BEGIN STORED DATA
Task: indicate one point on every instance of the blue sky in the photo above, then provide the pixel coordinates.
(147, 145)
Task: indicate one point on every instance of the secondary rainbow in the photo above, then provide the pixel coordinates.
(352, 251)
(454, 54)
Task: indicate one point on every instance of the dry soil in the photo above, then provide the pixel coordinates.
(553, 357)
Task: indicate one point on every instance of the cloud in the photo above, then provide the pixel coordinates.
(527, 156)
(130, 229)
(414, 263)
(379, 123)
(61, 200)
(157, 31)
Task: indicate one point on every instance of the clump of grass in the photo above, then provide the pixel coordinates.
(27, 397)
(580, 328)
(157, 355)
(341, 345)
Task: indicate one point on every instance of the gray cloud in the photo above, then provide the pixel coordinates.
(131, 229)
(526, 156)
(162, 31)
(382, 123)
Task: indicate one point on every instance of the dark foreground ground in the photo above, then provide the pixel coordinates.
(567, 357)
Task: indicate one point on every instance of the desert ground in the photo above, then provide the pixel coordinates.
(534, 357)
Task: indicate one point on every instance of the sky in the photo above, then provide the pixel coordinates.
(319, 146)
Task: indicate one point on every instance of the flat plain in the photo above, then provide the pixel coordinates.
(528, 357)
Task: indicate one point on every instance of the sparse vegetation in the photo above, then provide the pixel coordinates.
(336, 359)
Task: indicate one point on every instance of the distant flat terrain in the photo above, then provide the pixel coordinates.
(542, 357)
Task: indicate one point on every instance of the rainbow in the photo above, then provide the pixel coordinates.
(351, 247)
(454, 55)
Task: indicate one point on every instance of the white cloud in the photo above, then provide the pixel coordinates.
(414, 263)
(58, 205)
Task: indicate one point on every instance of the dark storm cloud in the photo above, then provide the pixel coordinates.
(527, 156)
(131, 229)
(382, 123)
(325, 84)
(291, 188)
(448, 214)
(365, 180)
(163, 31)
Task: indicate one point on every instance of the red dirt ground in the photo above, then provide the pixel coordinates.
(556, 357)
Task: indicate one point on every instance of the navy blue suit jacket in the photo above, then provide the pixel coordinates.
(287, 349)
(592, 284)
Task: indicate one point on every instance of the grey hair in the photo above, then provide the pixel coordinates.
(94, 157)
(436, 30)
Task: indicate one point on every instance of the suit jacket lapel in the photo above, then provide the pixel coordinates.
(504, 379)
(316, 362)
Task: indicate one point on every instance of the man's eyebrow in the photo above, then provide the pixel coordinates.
END STORED DATA
• [WHAT YOU SHOULD DO] Lay out the items between the line containing "Task: indicate one point on every instance of the navy" and the last line, inclusive, as a Markdown table with the columns Row and Entry: Row numbers the lines in order, and Entry holds each line. Leave out blank lines.

• [EXPECTED ANSWER]
| Row | Entry |
|---|---|
| 1 | Task: indicate one point on every instance of the navy blue suit jacket in the photo above, then provide the pixel coordinates. |
| 2 | (287, 349) |
| 3 | (592, 284) |
| 4 | Task: indicate one point on every instance of the grey hair in the photo above, then provide the pixel coordinates. |
| 5 | (94, 157) |
| 6 | (436, 30) |
| 7 | Task: indicate one point on every instance of the suit jacket lapel in the photo above, then provide the pixel coordinates. |
| 8 | (504, 379) |
| 9 | (316, 362) |
| 10 | Task: indicate one point on every instance of the man's eyebrow in the photo above, then provide the pixel coordinates. |